-->

Notification

×

Iklan

Isteri Walikota Bima Diperiksa Penyidik Tipikor

Thursday, January 29, 2015 | Thursday, January 29, 2015 WIB | 0 Views Last Updated 2015-01-29T01:51:26Z
Syarif Rustaman Akui Kasus Pengadaan Tanah 2009, Clear
Kota Bima, Garda Asakota.-
Kasus pengadaan tanah oleh Pemkot Bima melalui Bagian Tata Pemerintahan tahun anggaran 2009 silam, saat ini tengah diselidiki oleh penyidik Tindak Pidana Korupsi (Tipikor) Polres Bima Kota berdasarkan laporan dari salah satu LSM Anti Korupsi. Diduga, pengadaan tanah ini melibatkan Hj. Yani Marlina dan suaminya, HM. Qurais H. Abidin, yang saat itu menjabat sebagai Wakil Walikota Bima di era Walikota, Alm. HM. Nur A. Latief. Bahkan untuk mengungkap kasus ini, belum lama ini, penyidik telah memeriksa Hj. Yani Marlina,
sebagai salah satu pemilik tanah seluas 8,60 are dengan total harga sebesar Rp258 juta, mantan Kabag Tatapem, Abdul Haris, SH, pihak BPN, dan Kabag Tatapem, Syarif Rustaman, S. Sos, M. AP.
Berdasarkan informasi Tipikor, ada dua obyek tanah pengadaan yang terindikasi bermasalah. Yang pertama, tanah milik Hj. Yani Marlina seluas 8,60 are, dan tanah milik HM. Qurais yang saat itu masih menjabat sebagai Wakil Walikota.

[Tugas Wajib 1]: Ubah paragraf artikel yang diawali "Kasus pengadaan tanah oleh Pemkot Bima" menjadi daftar butir yang lebih ringkas, dengan tetap memuat fakta-fakta utamanya.
[Tugas Wajib 2]: Teruskan artikel tentang penyelidikan kasus pengadaan tanah Pemkot Bima ini, dimulai setelah kalimat terakhirnya.

[Data Tercatat]:
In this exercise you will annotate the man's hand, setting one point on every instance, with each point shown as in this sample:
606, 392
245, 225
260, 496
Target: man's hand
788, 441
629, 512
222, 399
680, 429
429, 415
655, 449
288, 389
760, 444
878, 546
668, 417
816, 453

[Jawaban Tertulis 1]:
- Penyidik Tipikor Polres Bima Kota sedang menyelidiki kasus pengadaan tanah oleh Pemkot Bima melalui Bagian Tata Pemerintahan pada tahun anggaran 2009.
- Penyelidikan ini bermula dari laporan salah satu LSM Anti Korupsi.
- Pengadaan tanah tersebut diduga melibatkan Hj. Yani Marlina dan suaminya, HM. Qurais H. Abidin. Saat itu HM. Qurais H. Abidin menjabat Wakil Walikota Bima, mendampingi Walikota Alm. HM. Nur A. Latief.
- Penyidik telah memeriksa beberapa pihak:
  - Hj. Yani Marlina, salah satu pemilik tanah seluas 8,60 are dengan total harga Rp258 juta
  - mantan Kabag Tatapem, Abdul Haris, SH
  - pihak BPN
  - Kabag Tatapem, Syarif Rustaman, S. Sos, M. AP

[Jawaban Tertulis 2]:
“Cuman yang kita dalami sekarang tanah milik Hj. Yani Marlina seluas 8,60 are di tahun 2009,” ungkapnya. Namun idak menutup kemungkinan, penyidik juga akan memeriksa Walikota Bima, HM. Qurais H. Abidin, sebagai pemilik tanah seluas 33 are yang juga turut dibebaskan saat itu dengan total pembayaran sebesar Rp975 juta. “Tetap akan kami proses,” tuturnya.  
Menanggapi proses penyelidikan pengadaan tanah milik HM. Qurais dan isteri, Hj.  Yani Marlina oleh Tipikor Polres Bima Kota, Kabag Tata Pemerintahan (Tatapem) Pemkot Bima, Syarif Rustaman, S. Sos, M. AP, mengaku tidak ada persoalan dibalik pengadaan era Kabag Tatapem, Abdul Haris, SH, tersebut. Syarif menegaskan, jika dilihat dari prosedur dan kelayakan harga, proses pengadaan tanah milik Hj. Yani Marlina (isteri Walikota Bima, red) tidak ada masalah, dan tidak ada indikasi markup harga.  Bahkan diakuinya, hasil audit Badan Pemeriksa Keuangan (BPK) dan Inspektorat, juga dinyatakan clear alias tidak ada temuan. “Kalau dari sisi prosedur dan kelayakan harga tidak ada masalah, apalagi cata tan BPK tidak menemukan adanya penyimpangan. Saya sendiri nggak paham jika ada pihak-pihak yang berpandangan lain,” tegas Syarif, kepada wartawan, Senin (26/1).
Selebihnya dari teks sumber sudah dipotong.